Supplied material:
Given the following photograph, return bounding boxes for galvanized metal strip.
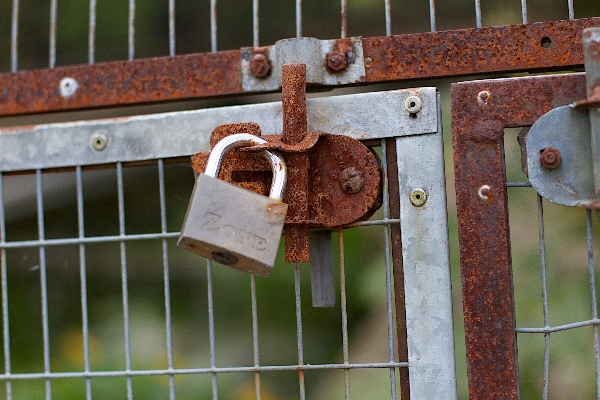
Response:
[0,18,600,116]
[396,93,457,400]
[0,88,437,171]
[451,74,585,400]
[241,37,365,92]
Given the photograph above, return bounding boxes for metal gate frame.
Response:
[451,73,587,399]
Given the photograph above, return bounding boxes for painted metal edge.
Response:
[450,74,586,400]
[0,88,438,171]
[396,93,457,400]
[0,18,600,116]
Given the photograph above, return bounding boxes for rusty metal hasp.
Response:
[193,64,382,268]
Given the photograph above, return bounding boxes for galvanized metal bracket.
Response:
[526,106,600,208]
[0,87,438,171]
[241,37,366,92]
[526,28,600,209]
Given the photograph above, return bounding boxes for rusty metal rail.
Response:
[451,74,586,399]
[0,18,600,116]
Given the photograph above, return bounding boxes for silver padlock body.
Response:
[177,174,287,277]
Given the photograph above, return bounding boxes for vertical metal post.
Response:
[396,96,456,400]
[583,28,600,195]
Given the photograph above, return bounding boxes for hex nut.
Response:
[92,133,108,151]
[250,53,271,78]
[327,51,348,72]
[540,147,562,169]
[404,96,423,114]
[340,167,365,194]
[409,188,427,207]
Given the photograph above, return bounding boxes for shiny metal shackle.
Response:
[204,133,287,201]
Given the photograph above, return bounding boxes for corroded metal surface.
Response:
[0,18,600,115]
[386,139,410,400]
[0,51,242,115]
[363,18,600,82]
[281,64,310,262]
[451,74,586,399]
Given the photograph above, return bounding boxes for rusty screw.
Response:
[540,147,562,169]
[340,167,365,194]
[250,53,271,78]
[327,51,348,72]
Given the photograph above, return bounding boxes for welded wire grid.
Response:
[0,142,408,399]
[505,125,600,400]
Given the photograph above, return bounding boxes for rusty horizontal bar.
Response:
[0,18,600,116]
[451,74,586,400]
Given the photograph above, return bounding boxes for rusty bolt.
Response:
[477,185,492,200]
[327,51,348,72]
[540,147,562,169]
[250,53,271,78]
[340,167,365,194]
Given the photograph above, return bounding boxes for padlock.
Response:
[177,133,287,277]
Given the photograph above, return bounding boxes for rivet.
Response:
[60,78,79,98]
[404,96,423,114]
[410,188,427,207]
[340,167,365,194]
[477,185,492,200]
[211,251,238,265]
[477,90,492,106]
[92,133,108,151]
[327,51,348,72]
[540,147,562,169]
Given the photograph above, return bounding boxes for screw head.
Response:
[404,96,423,114]
[340,167,365,194]
[250,53,271,78]
[92,133,108,151]
[60,77,79,98]
[477,185,492,200]
[540,147,562,169]
[327,51,348,72]
[409,188,427,207]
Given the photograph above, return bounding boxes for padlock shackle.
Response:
[204,133,287,201]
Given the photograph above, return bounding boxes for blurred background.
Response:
[0,0,600,400]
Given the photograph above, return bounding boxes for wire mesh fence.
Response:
[0,0,600,399]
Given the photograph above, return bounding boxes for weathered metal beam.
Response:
[451,74,586,400]
[0,18,600,116]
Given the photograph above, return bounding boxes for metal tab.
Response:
[0,88,438,171]
[241,37,366,92]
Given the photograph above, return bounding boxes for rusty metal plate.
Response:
[0,18,600,116]
[0,51,242,115]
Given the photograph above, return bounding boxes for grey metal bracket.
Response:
[241,37,366,92]
[526,28,600,209]
[526,106,600,208]
[0,87,438,171]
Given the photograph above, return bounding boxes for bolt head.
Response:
[540,147,562,169]
[409,188,427,207]
[250,53,271,78]
[404,96,423,114]
[340,167,365,194]
[92,133,108,151]
[327,51,348,72]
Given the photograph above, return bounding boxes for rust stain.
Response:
[363,18,600,82]
[451,72,586,399]
[0,51,243,115]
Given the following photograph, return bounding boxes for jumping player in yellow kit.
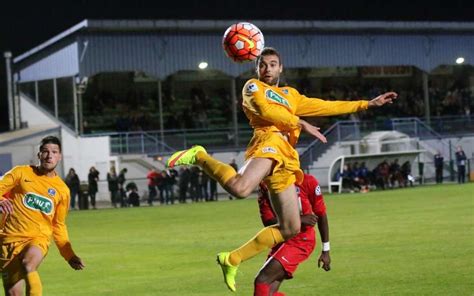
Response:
[167,47,397,291]
[0,136,84,296]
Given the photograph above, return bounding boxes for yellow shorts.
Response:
[0,238,49,287]
[245,131,304,193]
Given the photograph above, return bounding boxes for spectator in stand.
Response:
[87,167,100,210]
[389,158,404,188]
[434,151,444,184]
[209,178,218,201]
[456,146,467,184]
[336,164,354,193]
[178,167,191,203]
[161,170,174,205]
[400,160,415,187]
[117,168,127,208]
[374,160,390,190]
[168,168,178,204]
[125,182,140,207]
[65,168,81,210]
[357,162,370,193]
[189,166,201,202]
[146,169,158,206]
[352,161,362,192]
[107,167,119,208]
[199,171,209,201]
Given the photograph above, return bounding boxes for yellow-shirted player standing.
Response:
[0,136,84,296]
[167,47,397,291]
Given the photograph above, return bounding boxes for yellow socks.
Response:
[229,225,285,266]
[25,271,43,296]
[196,151,237,186]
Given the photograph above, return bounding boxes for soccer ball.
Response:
[222,22,264,63]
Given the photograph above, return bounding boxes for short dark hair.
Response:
[39,136,62,151]
[255,47,281,67]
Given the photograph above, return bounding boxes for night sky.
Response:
[0,0,474,131]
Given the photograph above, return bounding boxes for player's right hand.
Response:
[68,255,86,270]
[0,198,13,214]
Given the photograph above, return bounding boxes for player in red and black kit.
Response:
[254,174,331,296]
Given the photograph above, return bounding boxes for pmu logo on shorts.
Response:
[262,147,276,153]
[314,185,321,195]
[48,188,56,197]
[23,192,54,215]
[247,82,258,93]
[265,89,290,108]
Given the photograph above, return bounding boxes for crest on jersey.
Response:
[265,89,290,108]
[262,147,276,154]
[314,185,321,195]
[48,188,56,197]
[23,192,54,215]
[247,82,258,94]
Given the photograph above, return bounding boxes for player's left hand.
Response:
[369,91,398,107]
[68,255,86,270]
[318,251,331,271]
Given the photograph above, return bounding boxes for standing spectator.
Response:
[87,167,99,210]
[117,168,127,208]
[66,168,81,210]
[401,160,415,187]
[388,158,404,188]
[107,167,119,208]
[168,168,178,204]
[178,167,191,203]
[434,151,444,184]
[189,166,201,202]
[146,169,158,206]
[161,170,174,205]
[199,171,209,201]
[229,158,239,200]
[125,182,140,207]
[456,146,467,184]
[209,178,218,201]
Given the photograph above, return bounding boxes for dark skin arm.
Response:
[318,215,331,271]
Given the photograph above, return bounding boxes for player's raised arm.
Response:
[295,92,398,117]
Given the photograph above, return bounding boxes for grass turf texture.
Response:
[40,183,474,295]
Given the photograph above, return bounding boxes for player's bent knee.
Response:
[280,225,300,240]
[21,259,36,273]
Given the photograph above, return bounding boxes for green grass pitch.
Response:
[40,183,474,296]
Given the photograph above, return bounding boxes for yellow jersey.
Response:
[0,166,74,260]
[242,79,368,146]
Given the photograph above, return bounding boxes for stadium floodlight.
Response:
[456,57,464,65]
[198,62,209,70]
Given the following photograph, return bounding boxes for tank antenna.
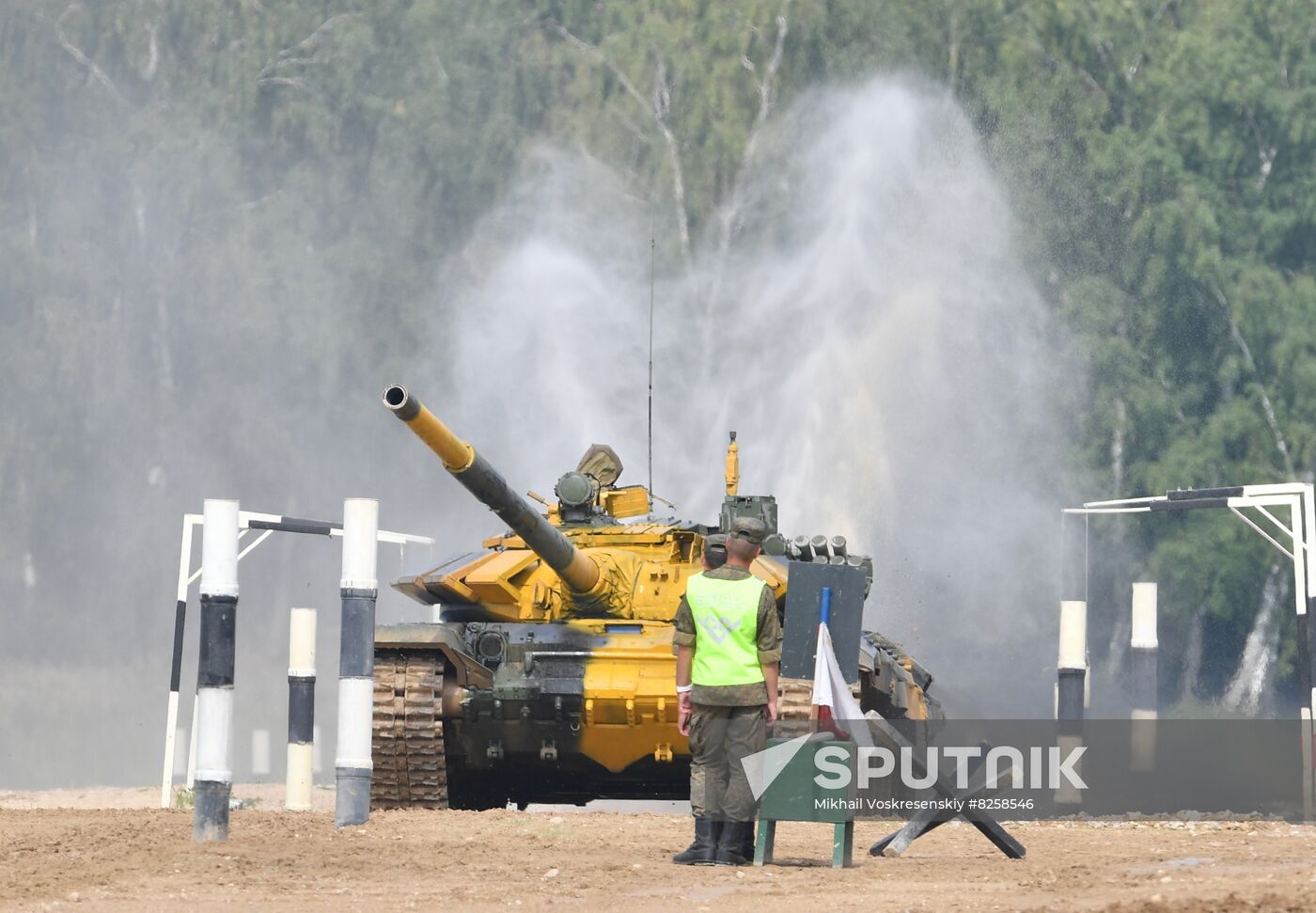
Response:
[649,216,657,511]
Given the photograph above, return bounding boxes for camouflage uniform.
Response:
[672,564,782,821]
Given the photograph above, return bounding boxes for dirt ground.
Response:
[0,787,1316,913]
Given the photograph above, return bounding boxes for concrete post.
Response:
[283,609,316,811]
[335,497,379,827]
[192,500,238,843]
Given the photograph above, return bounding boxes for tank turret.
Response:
[371,386,940,809]
[384,386,604,596]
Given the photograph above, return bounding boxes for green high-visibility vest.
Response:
[685,574,767,685]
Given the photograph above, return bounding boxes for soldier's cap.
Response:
[704,533,727,567]
[729,517,767,546]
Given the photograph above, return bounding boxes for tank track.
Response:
[369,650,448,808]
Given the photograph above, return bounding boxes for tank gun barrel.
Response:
[384,386,599,593]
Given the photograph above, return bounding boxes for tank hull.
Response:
[372,620,940,809]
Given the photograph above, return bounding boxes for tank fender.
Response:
[375,622,494,688]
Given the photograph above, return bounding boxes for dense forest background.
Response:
[0,0,1316,785]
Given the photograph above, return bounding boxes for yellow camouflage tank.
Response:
[372,386,941,809]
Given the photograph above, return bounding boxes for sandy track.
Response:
[0,795,1316,913]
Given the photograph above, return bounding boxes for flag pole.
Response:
[809,587,832,732]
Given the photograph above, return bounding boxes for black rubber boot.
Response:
[671,818,724,866]
[713,821,754,866]
[741,821,754,863]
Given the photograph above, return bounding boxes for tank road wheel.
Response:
[369,650,448,808]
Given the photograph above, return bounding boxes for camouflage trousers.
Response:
[690,704,767,821]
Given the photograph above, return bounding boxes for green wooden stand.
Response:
[754,732,855,868]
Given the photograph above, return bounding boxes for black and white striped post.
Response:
[283,609,316,811]
[1056,514,1087,719]
[335,497,379,827]
[161,513,197,808]
[1056,599,1087,719]
[192,500,238,843]
[1129,581,1158,772]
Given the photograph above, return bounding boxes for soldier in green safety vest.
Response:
[672,517,782,866]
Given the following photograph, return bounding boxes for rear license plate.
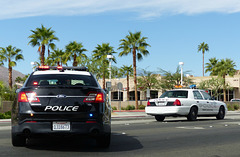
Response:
[53,122,70,131]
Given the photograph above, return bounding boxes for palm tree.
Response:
[216,58,236,102]
[0,45,24,89]
[47,49,65,66]
[198,42,209,76]
[206,58,236,101]
[93,43,117,89]
[28,25,59,65]
[120,65,133,100]
[63,41,87,66]
[159,66,193,90]
[118,32,150,109]
[205,57,218,76]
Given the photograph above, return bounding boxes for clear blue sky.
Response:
[0,0,240,76]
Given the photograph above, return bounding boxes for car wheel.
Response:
[155,115,165,122]
[96,134,111,148]
[216,106,225,119]
[187,107,198,121]
[12,133,26,147]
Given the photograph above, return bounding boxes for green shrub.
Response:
[138,105,146,110]
[227,104,234,111]
[227,103,240,111]
[112,106,117,110]
[233,104,239,110]
[0,111,11,119]
[121,107,126,110]
[126,105,135,110]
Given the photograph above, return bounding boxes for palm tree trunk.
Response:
[203,52,204,76]
[103,71,105,89]
[133,49,138,109]
[41,45,45,65]
[223,75,227,102]
[73,53,77,67]
[8,62,12,89]
[127,74,130,100]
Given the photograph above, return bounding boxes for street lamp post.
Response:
[179,62,184,86]
[107,55,113,106]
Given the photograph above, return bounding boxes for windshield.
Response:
[160,91,188,98]
[27,74,98,87]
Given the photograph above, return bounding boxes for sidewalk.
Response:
[112,110,151,120]
[0,110,151,123]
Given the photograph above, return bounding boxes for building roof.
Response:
[0,66,25,85]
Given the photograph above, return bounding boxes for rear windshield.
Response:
[27,74,98,87]
[160,91,188,98]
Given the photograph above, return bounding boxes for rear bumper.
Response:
[12,121,111,136]
[145,106,190,116]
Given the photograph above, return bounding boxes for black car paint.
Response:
[12,70,111,147]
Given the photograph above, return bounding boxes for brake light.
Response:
[83,92,104,103]
[18,92,28,102]
[147,100,151,106]
[173,99,181,106]
[57,66,63,70]
[18,91,40,102]
[38,65,50,70]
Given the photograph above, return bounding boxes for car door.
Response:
[193,90,206,115]
[200,91,216,115]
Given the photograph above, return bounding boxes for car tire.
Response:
[187,107,198,121]
[216,106,225,120]
[96,134,111,148]
[12,133,26,147]
[155,115,165,122]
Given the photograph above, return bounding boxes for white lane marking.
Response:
[0,126,11,130]
[176,126,204,130]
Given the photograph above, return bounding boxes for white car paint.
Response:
[145,89,227,121]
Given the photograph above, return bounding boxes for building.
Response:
[99,72,240,102]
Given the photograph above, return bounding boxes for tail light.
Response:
[173,99,181,106]
[57,66,63,70]
[83,92,104,103]
[38,65,50,70]
[18,91,40,102]
[147,100,151,106]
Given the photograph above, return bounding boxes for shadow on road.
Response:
[27,133,143,152]
[156,118,221,123]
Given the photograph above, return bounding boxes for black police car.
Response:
[12,66,111,147]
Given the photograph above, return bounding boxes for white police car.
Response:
[145,89,227,121]
[12,66,111,147]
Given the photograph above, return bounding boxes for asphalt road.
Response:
[0,114,240,157]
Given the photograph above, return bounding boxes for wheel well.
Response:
[219,105,225,110]
[189,105,198,112]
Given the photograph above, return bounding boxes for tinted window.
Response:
[193,91,203,99]
[27,74,98,87]
[160,91,188,98]
[201,91,211,100]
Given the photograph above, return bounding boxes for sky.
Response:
[0,0,240,76]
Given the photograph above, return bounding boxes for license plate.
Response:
[53,122,70,131]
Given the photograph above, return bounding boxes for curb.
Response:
[0,119,11,122]
[113,110,145,112]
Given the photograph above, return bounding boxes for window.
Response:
[160,90,188,98]
[193,91,203,100]
[27,74,98,87]
[201,91,211,100]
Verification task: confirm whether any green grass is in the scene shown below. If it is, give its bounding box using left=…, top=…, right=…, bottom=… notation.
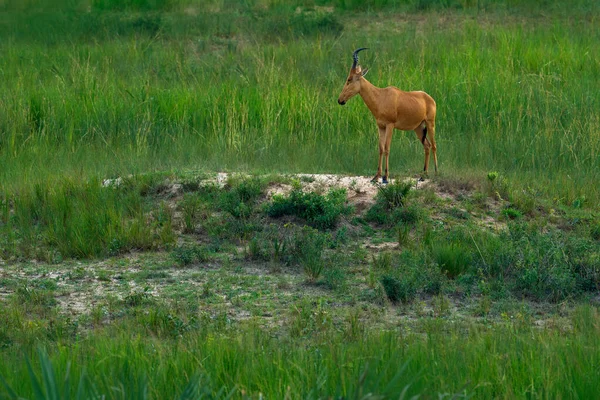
left=0, top=0, right=600, bottom=399
left=0, top=306, right=600, bottom=399
left=0, top=2, right=600, bottom=206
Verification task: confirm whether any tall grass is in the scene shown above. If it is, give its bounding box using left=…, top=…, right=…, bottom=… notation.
left=0, top=306, right=600, bottom=399
left=0, top=3, right=600, bottom=204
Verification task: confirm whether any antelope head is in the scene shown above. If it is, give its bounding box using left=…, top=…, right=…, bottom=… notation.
left=338, top=47, right=369, bottom=106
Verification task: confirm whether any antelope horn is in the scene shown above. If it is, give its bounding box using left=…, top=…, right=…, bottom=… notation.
left=352, top=47, right=368, bottom=69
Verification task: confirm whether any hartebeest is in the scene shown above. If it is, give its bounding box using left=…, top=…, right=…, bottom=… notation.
left=338, top=47, right=437, bottom=183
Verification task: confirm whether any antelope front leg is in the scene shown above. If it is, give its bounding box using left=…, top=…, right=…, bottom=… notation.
left=382, top=124, right=394, bottom=183
left=371, top=127, right=385, bottom=183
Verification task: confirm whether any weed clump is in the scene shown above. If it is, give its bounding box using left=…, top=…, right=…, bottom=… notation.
left=381, top=275, right=417, bottom=304
left=365, top=182, right=421, bottom=225
left=431, top=243, right=472, bottom=279
left=266, top=185, right=352, bottom=229
left=171, top=242, right=209, bottom=267
left=218, top=177, right=264, bottom=219
left=294, top=226, right=326, bottom=282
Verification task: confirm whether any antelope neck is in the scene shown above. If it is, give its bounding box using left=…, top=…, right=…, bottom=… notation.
left=358, top=78, right=381, bottom=115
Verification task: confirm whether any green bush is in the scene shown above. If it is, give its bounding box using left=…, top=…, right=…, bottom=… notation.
left=381, top=275, right=417, bottom=303
left=218, top=178, right=264, bottom=218
left=590, top=222, right=600, bottom=241
left=365, top=182, right=414, bottom=225
left=171, top=245, right=210, bottom=267
left=266, top=187, right=352, bottom=229
left=294, top=226, right=326, bottom=282
left=431, top=242, right=472, bottom=279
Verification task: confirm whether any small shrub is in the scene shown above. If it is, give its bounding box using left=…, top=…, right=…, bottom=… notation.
left=180, top=193, right=202, bottom=233
left=323, top=266, right=346, bottom=290
left=248, top=237, right=269, bottom=261
left=171, top=245, right=210, bottom=267
left=501, top=207, right=523, bottom=219
left=431, top=243, right=472, bottom=279
left=365, top=182, right=422, bottom=225
left=392, top=204, right=423, bottom=225
left=266, top=187, right=352, bottom=229
left=218, top=178, right=264, bottom=219
left=381, top=275, right=417, bottom=304
left=590, top=222, right=600, bottom=241
left=376, top=181, right=412, bottom=210
left=294, top=226, right=325, bottom=282
left=372, top=251, right=392, bottom=272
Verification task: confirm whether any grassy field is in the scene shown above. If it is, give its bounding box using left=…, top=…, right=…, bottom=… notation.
left=0, top=0, right=600, bottom=399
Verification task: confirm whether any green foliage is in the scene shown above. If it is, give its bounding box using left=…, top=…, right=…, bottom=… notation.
left=179, top=193, right=202, bottom=233
left=381, top=275, right=417, bottom=304
left=590, top=222, right=600, bottom=241
left=431, top=242, right=473, bottom=279
left=365, top=181, right=422, bottom=225
left=323, top=264, right=348, bottom=290
left=171, top=245, right=210, bottom=267
left=219, top=177, right=264, bottom=219
left=0, top=180, right=174, bottom=258
left=376, top=180, right=412, bottom=210
left=294, top=226, right=326, bottom=282
left=266, top=187, right=352, bottom=229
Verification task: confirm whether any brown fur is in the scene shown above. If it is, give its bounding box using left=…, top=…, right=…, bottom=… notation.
left=338, top=65, right=437, bottom=182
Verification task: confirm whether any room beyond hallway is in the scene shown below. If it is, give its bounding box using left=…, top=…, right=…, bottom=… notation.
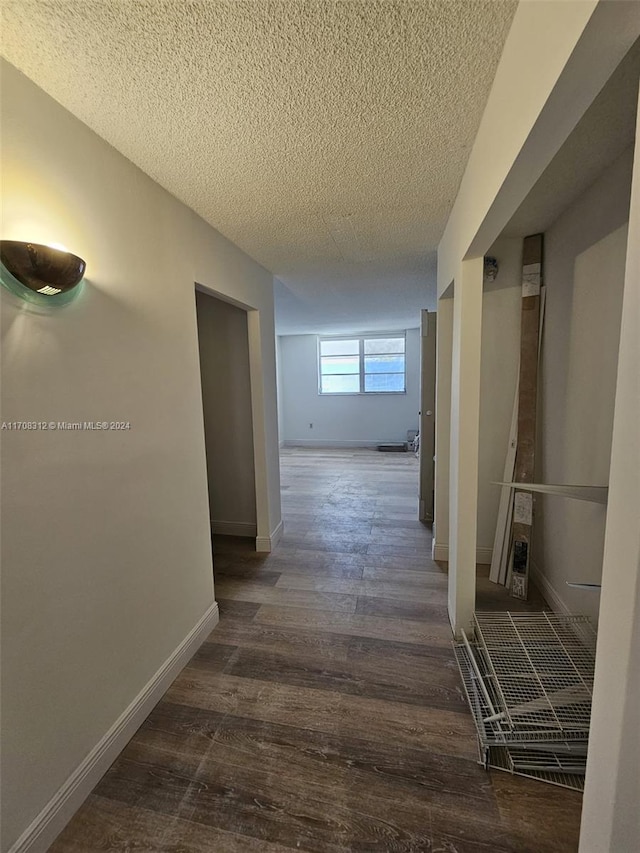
left=51, top=448, right=581, bottom=853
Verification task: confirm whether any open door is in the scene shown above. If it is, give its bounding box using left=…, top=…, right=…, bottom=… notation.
left=418, top=311, right=436, bottom=523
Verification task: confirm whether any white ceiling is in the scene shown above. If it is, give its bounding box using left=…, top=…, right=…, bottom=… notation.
left=2, top=0, right=517, bottom=334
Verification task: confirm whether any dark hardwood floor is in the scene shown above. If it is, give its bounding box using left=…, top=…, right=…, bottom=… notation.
left=51, top=449, right=581, bottom=853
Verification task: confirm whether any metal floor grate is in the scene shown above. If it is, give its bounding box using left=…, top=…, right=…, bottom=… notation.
left=475, top=613, right=595, bottom=732
left=454, top=613, right=595, bottom=790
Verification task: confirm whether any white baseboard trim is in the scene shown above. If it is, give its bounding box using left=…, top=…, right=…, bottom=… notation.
left=529, top=560, right=571, bottom=616
left=211, top=521, right=257, bottom=538
left=431, top=539, right=493, bottom=566
left=284, top=438, right=407, bottom=450
left=9, top=601, right=219, bottom=853
left=256, top=521, right=284, bottom=554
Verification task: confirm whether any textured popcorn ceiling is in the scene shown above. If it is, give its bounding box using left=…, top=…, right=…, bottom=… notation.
left=2, top=0, right=517, bottom=333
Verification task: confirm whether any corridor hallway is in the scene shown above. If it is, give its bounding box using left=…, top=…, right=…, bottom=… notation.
left=51, top=448, right=581, bottom=853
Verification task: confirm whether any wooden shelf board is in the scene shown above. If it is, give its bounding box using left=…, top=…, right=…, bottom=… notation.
left=494, top=483, right=609, bottom=504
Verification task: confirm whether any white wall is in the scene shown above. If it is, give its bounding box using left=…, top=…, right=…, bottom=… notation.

Stated goal: Rewrite the data starting with the line that contains "player's right hand." and going on through the line that contains "[40,183,474,295]", replacing "spectator" with "onlooker" and leaving everything else unchanged.

Solution to this exercise:
Given the photograph above, return bounding boxes for player's right hand.
Response:
[68,255,86,270]
[0,198,13,214]
Given the photograph above, return bounding boxes for player in red and black kit.
Response:
[254,174,331,296]
Given the photograph above, return bounding boxes for pmu logo on shorts.
Response:
[262,147,276,153]
[314,185,321,195]
[48,188,56,197]
[23,192,54,215]
[247,82,258,93]
[265,89,290,108]
Given the photograph above, return bounding boxes for crest on jersey.
Response:
[265,89,290,108]
[262,147,276,154]
[314,185,321,195]
[48,188,56,197]
[23,192,54,215]
[247,82,258,94]
Given the photograph above, return bounding boxes for player's left hand.
Response:
[369,91,398,107]
[68,255,86,270]
[318,251,331,271]
Given the photograph above, return bounding boxes for standing onlooker.
Response:
[87,167,99,210]
[117,168,127,208]
[66,168,81,210]
[401,160,415,187]
[388,158,404,188]
[107,167,119,208]
[168,168,178,204]
[178,167,191,203]
[434,151,444,184]
[189,166,201,202]
[146,169,158,206]
[161,170,174,205]
[199,171,209,201]
[229,158,239,200]
[125,182,140,207]
[456,146,467,184]
[209,178,218,201]
Given the photograph above, return bounding boxes for dark skin arm.
Response:
[318,215,331,271]
Given the photograph above, return bounding boxes for player's raised arm.
Response:
[295,92,398,117]
Given the photograph above, return bounding boxes for grass turf texture.
Response:
[40,183,474,295]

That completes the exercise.